■ **What to work on**
a: In the paddle boarding guide, why does it say to leave some room in your board's weight limit? Answer in one to three sentences.
b: List each piece of equipment that the paddle boarding guide describes in its own paragraph.
c: Carry on the paddle boarding guide from where it ends.

■ **Source document**
[Start of Attachment]
There are a whole host of reasons that you might want to try stand up paddle boarding. Maybe it’s to take in a new way of exploring a new place, perhaps it’s for the excellent health benefits. Maybe it’s just because it’s heaps of fun! Whatever your reasoning, getting started can sometimes be intimidating. However, it needn’t be. Stand up paddle boarding is a wonderful activity to do solo or with a group of friends. And it isn’t even that hard! Once you start, you’ll be wondering why you haven’t been doing it your whole life. Let us help you get started with our SUP 101: How to Paddle Board.
Get the right equipment
It doesn’t matter if you’re renting or buying, you need to get the right equipment for SUPing. The most important things you’ll need are:
- Personal Floatation Device (PFD)
Board: The first choice you’ll have to make is choosing between a hard board and an inflatable board. Inflatables are great for beginners and they’ll easily fold up into a backpack. The fact that they’re so portable and convenient makes them very popular. Hard paddle boards tend to be quicker and they’re good for activities like touring and surfing. You should choose your board based on weight and skill levels – remember to leave a bit of room in the weight limit of your board. You may want to bring extra stuff with you, or even go paddle boarding with your dog!
Paddle: You can’t have a SUP without a paddle! Paddles should be around 25cm longer than your total height, and if you’re buying, cost around 20% of the price of the board. A super lightweight paddle is a great option if you don’t mind splashing out extra – especially if you’re doing surf SUP.
Personal Floatation Device (PFD): A personal floatation device is not just useful, in some places where SUPs are classed as water vessels, it’s a legal requirement. Don’t let that spook you though, all it is is something that will keep you afloat should you fall off your board. They’re made for your safety above anything else.
Leash: Last but not least is the leash. Another safety device, this will keep you tethered to your board should you fall off. Hopefully, you won’t, but it’s nice to know that you won’t lose your board if you do. Know that surf leashes and SUP leashes are different – so don’t expect to be able to use the same leash for both sports.
Start somewhere calm
With any sport, you wouldn’t try something hard before mastering the basics. So why would you
with stand up paddle boarding?! While surf SUPing may look cool, the best place to practice getting your balance is on calm and flat water. This will enable the muscles that you’re not used to using, get accustomed to being brought back to life!
[End of Attachment]
■ **Supplied information**
[Start of Attachment]
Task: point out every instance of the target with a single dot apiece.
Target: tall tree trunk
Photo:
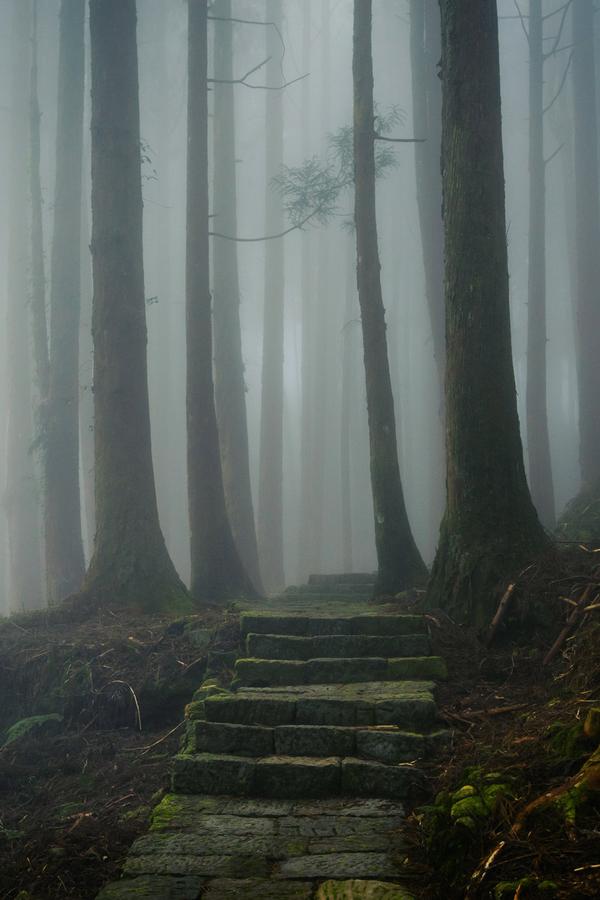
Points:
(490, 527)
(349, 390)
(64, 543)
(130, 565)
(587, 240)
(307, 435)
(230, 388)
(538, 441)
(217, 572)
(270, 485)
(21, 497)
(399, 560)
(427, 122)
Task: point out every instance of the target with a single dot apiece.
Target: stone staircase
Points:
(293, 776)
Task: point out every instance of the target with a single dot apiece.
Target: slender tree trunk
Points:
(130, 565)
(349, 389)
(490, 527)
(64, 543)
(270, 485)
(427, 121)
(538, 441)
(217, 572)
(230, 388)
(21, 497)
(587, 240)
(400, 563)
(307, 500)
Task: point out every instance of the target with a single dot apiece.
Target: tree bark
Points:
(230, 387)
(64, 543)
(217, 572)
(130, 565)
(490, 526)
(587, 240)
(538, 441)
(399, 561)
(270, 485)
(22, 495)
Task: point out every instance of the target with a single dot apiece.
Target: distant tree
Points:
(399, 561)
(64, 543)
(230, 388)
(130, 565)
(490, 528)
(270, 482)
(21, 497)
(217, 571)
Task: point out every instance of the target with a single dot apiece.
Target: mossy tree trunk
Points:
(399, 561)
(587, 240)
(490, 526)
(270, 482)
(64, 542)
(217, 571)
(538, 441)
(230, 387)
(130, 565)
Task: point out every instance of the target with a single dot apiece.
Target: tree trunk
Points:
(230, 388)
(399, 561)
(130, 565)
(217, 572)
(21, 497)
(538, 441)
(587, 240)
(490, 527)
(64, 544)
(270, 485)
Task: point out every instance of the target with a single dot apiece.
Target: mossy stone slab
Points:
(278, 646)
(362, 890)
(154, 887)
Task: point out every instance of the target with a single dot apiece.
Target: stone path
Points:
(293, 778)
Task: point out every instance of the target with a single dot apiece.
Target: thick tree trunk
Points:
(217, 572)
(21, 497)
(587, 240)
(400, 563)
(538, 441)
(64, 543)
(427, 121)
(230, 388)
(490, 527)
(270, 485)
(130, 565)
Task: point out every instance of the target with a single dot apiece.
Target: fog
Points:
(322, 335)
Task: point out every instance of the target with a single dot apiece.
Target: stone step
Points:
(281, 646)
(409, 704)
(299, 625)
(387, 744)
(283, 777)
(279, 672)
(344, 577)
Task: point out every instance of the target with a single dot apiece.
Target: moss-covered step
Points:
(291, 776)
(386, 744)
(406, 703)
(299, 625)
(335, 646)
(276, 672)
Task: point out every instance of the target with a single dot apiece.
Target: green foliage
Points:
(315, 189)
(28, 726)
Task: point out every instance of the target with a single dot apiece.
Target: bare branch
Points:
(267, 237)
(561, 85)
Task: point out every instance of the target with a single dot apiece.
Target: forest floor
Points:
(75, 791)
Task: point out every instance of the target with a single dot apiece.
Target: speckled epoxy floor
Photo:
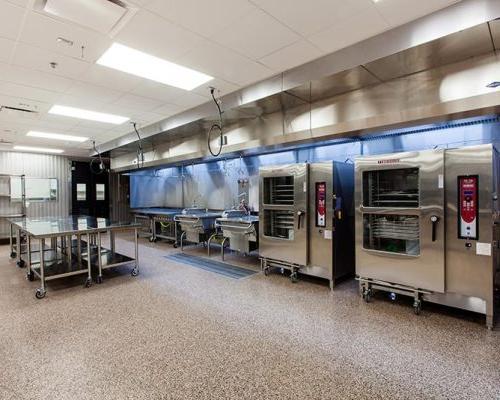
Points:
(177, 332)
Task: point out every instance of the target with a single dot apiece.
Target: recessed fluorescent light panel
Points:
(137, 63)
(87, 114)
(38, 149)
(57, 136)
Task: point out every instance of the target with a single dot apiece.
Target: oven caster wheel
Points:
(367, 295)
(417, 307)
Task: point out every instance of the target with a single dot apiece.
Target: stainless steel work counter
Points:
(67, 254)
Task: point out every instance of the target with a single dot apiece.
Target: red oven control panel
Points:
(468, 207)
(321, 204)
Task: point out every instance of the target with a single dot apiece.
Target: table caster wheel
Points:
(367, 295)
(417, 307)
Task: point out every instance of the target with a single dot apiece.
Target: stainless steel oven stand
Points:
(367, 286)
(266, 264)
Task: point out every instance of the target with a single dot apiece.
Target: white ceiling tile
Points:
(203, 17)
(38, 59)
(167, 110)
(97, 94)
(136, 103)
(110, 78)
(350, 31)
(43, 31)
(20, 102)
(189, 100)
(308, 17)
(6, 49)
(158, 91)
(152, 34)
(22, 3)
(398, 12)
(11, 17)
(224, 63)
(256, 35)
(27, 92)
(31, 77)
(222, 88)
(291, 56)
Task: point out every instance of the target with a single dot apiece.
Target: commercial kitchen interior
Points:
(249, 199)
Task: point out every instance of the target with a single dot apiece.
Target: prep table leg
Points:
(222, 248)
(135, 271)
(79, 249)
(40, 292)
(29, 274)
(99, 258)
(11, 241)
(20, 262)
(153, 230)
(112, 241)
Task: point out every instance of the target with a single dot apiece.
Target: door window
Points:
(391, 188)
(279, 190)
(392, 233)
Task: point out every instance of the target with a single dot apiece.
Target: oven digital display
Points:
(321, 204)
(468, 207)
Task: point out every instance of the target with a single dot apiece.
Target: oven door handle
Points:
[End of Attachment]
[Start of Attachment]
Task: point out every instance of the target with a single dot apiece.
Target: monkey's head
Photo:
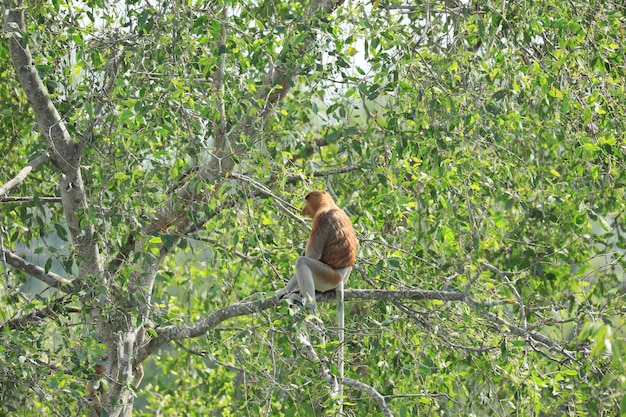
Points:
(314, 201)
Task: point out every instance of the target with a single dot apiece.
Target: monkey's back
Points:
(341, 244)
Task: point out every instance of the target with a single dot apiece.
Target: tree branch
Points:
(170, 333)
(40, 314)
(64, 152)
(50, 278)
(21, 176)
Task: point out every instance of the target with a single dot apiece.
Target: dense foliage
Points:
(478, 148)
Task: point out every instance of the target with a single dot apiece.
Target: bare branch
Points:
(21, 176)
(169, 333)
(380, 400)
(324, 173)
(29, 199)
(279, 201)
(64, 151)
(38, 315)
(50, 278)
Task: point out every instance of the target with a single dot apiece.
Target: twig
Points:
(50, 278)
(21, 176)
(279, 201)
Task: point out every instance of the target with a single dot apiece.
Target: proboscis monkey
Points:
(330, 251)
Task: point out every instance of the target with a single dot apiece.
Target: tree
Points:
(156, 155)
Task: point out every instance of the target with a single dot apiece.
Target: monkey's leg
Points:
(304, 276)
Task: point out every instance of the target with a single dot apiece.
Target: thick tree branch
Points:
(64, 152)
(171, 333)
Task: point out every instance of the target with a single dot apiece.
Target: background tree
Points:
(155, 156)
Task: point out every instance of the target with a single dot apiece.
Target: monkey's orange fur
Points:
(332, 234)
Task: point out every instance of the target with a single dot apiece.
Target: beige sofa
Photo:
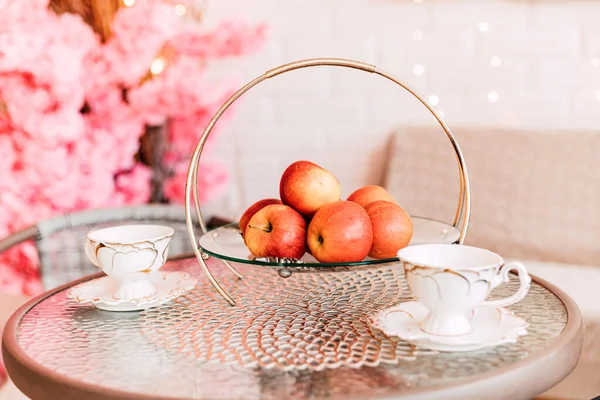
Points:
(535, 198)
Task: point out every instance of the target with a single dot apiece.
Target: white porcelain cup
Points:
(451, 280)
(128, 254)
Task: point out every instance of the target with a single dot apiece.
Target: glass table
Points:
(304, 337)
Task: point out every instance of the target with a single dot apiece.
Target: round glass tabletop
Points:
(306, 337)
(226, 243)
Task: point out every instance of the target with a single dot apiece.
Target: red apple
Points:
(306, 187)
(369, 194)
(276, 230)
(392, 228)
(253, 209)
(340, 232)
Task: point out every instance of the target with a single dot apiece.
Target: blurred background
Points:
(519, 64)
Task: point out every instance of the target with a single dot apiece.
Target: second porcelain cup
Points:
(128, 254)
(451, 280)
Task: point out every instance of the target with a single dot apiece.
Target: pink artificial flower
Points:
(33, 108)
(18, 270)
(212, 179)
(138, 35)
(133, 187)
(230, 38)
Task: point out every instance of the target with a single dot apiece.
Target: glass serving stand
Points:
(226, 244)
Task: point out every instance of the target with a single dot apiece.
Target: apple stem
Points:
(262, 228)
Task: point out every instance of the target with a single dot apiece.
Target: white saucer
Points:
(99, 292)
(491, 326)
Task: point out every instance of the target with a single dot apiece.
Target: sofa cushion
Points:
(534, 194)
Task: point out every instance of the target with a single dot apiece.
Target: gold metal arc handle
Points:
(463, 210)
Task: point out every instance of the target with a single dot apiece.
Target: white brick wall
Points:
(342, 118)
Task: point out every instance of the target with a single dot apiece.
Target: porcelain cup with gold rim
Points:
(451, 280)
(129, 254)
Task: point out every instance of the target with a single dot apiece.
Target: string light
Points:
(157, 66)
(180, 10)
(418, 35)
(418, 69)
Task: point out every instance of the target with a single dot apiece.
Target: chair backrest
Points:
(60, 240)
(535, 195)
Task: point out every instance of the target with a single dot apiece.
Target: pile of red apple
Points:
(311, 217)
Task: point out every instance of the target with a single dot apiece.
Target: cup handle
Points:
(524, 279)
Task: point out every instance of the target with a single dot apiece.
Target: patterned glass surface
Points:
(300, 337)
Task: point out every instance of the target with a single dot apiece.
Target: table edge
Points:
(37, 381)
[End of Attachment]
[Start of Attachment]
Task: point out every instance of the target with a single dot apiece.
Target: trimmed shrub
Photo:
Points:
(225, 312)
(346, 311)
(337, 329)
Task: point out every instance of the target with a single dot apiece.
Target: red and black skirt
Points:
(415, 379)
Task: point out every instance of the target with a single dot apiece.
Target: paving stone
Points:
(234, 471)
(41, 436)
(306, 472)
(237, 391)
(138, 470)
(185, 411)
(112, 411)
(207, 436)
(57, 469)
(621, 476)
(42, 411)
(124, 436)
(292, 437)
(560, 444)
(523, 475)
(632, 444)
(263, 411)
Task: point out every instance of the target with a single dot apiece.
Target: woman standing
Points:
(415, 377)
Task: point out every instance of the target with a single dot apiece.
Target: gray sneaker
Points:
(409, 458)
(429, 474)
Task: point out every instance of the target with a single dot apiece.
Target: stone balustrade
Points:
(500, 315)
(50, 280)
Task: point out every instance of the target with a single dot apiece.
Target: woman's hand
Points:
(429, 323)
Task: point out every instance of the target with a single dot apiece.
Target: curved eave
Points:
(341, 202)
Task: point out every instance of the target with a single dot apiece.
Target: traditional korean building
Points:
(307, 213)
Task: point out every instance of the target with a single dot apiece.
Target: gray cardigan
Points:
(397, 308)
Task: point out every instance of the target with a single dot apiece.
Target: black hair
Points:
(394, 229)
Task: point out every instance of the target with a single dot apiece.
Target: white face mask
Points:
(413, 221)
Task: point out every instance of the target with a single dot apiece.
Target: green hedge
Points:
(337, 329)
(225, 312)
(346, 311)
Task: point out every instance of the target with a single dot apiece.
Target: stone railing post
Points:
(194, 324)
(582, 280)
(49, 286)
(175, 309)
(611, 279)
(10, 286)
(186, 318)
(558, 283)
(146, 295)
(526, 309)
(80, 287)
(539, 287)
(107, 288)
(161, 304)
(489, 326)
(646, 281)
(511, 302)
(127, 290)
[End of Attachment]
■ **Results**
a: You may want to bring extra things with you on the board. You might even take your dog paddle boarding.

b: Board, paddle, personal floatation device (PFD), leash

c:
The best way to start is by getting on your knees in the middle of the board. When you feel confident enough to stand up, make sure to take it one foot at a time. It may seem slow at first, but putting the effort in at this stage will make things easier later on.
It’s also important to have lots of space when starting off. If you’re doing a class or trying it with family and friends, make sure to have some space either side of you so that if you fall, you won’t throw them off balance. After all, no-one wants to be injured!
Learn to take a fall
While on the subject of falling over, it’s inevitable that it will happen at some point in your SUP adventures. No need to feel bad, everyone has to start somewhere! What you should be aware of though is the right way to fall.
Again, it may sound like common sense, but make sure to fall away from the board. That way, you won’t damage your face. Even an inflatable board can leave you with a pretty nasty injury if you hit it head on!
If you took our earlier advice on using a leash and a PFD, you won’t have to worry about losing your board or drowning!
Know your limits
An important part of any sport (paddle boarding included) is to know your limits. Make sure to invest time and pay attention to the basics – that way you’ll avoid putting yourself at risk of injury. The more you master the key components of SUPing, you’re sure to enjoy it more. And the best part? Once you get used to SUPing, you could try combining it with surfing, yoga, or fishing.
Health Benefits of Paddle Boarding
If you’re still not convinced after reading the beginner’s guide to paddle boarding, then perhaps focus on the health benefits of stand up paddle boarding.
SUP is an awesome substitute for going to the gym. It’s low impact, great cardio, your core will improve, and it’ll help you to lose weight. All of that as you avoid getting sweaty and just focus on appreciating the great outdoors around you. What more could you want?!
And while on the subject of the great outdoors, it’s proven that SUPing is good for mental health as well as physical. The positive influence on the mind and therapeutic effect of the water is a wonderful way to reduce stress.
Hopefully, on reading our beginner’s guide to stand up paddle boarding, you’ll have seen it’s obvious health benefits as well as getting a few ideas on how to start. We’re sure you’re going to love it!